>>>>
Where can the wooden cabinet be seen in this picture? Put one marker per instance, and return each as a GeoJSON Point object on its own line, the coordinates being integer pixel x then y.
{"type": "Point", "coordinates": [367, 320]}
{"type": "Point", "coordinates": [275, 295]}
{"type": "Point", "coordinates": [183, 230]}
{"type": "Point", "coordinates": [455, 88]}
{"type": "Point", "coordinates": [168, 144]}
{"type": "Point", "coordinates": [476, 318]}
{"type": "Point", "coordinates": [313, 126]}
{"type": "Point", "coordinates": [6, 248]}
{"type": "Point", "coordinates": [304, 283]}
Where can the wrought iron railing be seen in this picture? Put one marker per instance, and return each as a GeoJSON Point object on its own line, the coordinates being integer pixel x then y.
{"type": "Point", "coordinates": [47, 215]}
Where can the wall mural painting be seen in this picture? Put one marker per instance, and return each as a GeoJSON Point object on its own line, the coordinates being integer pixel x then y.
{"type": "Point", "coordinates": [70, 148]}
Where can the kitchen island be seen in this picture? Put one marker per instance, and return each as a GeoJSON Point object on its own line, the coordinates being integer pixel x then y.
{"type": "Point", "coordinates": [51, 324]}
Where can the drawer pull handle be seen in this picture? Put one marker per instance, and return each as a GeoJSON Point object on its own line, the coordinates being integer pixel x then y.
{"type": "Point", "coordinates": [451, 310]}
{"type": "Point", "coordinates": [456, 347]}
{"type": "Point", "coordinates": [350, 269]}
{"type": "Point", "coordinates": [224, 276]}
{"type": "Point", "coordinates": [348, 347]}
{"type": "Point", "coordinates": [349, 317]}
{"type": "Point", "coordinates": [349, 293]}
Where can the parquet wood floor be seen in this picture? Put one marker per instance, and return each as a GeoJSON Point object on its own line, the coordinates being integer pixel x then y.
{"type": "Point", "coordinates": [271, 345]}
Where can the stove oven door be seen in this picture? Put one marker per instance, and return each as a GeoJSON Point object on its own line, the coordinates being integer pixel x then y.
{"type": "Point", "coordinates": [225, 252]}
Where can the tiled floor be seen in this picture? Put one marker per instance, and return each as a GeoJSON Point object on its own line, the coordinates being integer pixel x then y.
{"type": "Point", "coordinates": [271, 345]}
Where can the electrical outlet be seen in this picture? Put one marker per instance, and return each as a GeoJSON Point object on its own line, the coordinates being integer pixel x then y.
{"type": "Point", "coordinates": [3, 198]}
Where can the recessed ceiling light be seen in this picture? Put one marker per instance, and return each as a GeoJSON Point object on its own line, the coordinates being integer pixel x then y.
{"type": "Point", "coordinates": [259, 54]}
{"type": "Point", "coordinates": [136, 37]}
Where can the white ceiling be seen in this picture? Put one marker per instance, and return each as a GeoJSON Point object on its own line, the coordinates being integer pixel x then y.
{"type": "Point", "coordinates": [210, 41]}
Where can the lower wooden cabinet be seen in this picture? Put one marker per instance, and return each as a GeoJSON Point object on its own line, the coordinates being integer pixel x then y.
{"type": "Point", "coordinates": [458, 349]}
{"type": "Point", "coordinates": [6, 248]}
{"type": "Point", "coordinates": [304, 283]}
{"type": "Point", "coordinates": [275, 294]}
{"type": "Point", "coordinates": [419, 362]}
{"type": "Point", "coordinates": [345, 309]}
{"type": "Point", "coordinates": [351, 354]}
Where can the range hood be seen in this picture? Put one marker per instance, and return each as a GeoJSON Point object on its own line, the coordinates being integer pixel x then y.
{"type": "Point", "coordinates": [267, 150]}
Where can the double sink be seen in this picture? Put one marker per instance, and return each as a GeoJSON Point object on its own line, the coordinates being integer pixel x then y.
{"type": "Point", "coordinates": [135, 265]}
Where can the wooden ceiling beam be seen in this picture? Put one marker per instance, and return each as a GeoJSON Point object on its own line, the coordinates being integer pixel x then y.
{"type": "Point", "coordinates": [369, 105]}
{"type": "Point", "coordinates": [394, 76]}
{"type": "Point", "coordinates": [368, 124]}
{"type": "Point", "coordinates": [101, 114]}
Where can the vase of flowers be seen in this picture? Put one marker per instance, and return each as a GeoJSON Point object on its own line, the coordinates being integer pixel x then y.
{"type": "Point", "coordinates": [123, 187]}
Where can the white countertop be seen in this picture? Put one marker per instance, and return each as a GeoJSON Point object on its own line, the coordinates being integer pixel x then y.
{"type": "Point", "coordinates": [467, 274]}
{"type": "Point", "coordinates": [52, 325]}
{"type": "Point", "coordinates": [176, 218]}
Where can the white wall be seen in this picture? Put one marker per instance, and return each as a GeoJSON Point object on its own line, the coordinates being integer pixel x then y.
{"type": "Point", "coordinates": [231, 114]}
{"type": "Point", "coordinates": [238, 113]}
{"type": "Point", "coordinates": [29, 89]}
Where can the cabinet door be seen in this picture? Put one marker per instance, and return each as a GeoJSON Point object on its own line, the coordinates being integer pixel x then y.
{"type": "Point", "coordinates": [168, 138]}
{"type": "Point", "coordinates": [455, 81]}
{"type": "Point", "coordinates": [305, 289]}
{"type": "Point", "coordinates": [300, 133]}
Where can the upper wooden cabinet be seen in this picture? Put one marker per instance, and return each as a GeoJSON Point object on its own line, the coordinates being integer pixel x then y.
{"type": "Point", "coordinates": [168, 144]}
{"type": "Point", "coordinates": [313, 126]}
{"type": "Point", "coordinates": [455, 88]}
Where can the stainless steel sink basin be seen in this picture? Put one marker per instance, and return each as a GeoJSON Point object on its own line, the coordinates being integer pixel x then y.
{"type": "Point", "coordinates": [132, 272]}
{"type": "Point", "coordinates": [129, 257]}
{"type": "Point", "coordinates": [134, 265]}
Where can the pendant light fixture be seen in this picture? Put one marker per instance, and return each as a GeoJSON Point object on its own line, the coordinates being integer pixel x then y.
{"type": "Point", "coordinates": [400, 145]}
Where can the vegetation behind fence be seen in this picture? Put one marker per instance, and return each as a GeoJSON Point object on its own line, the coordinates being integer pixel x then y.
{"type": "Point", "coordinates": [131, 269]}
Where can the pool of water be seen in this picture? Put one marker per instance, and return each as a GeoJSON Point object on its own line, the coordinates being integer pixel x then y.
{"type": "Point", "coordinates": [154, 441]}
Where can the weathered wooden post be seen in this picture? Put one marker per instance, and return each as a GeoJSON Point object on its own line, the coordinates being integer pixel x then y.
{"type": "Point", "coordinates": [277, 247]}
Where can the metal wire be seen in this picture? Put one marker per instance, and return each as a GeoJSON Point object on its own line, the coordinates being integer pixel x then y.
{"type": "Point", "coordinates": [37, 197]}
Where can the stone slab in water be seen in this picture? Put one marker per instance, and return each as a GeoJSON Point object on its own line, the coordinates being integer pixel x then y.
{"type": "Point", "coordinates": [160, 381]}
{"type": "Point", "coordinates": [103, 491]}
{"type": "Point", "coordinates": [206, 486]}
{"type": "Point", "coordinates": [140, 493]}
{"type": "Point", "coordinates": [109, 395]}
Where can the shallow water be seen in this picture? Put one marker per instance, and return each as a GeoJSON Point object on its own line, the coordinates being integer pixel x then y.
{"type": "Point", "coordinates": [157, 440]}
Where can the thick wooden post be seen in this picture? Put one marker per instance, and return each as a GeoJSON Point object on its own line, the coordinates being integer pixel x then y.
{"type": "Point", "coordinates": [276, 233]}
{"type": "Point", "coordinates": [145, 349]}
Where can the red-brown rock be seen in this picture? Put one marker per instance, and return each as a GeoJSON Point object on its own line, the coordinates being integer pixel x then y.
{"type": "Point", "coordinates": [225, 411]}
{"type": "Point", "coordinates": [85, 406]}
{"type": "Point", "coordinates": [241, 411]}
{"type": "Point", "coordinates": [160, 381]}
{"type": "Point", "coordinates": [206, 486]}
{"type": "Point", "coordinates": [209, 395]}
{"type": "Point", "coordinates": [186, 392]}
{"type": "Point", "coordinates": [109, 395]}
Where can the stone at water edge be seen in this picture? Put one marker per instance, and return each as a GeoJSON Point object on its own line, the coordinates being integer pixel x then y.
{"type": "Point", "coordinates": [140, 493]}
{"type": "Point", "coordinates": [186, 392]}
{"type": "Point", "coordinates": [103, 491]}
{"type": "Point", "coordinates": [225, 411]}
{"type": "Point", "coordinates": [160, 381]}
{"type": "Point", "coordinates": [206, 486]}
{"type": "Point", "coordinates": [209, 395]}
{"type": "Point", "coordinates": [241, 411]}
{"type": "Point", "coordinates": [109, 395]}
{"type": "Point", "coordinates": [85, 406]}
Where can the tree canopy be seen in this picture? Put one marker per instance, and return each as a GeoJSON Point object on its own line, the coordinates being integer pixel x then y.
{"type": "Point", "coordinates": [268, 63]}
<<<<
• _Set exercise_
Take every line from the one containing "Where can the stone at" to the end of the listing and output it exactly, with nothing else.

• _Exercise result_
Where can the stone at water edge be seen in this picture? Put one marker per instance, and return each as a GeoJSON Point object on its own line, the coordinates being integer pixel x then y.
{"type": "Point", "coordinates": [140, 493]}
{"type": "Point", "coordinates": [186, 392]}
{"type": "Point", "coordinates": [103, 491]}
{"type": "Point", "coordinates": [225, 411]}
{"type": "Point", "coordinates": [160, 381]}
{"type": "Point", "coordinates": [206, 486]}
{"type": "Point", "coordinates": [209, 395]}
{"type": "Point", "coordinates": [241, 411]}
{"type": "Point", "coordinates": [109, 395]}
{"type": "Point", "coordinates": [85, 406]}
Where can the tree canopy be seen in this picture? Put one marker per instance, and return each as a GeoJSON Point object on its own line, the coordinates being integer pixel x then y.
{"type": "Point", "coordinates": [268, 63]}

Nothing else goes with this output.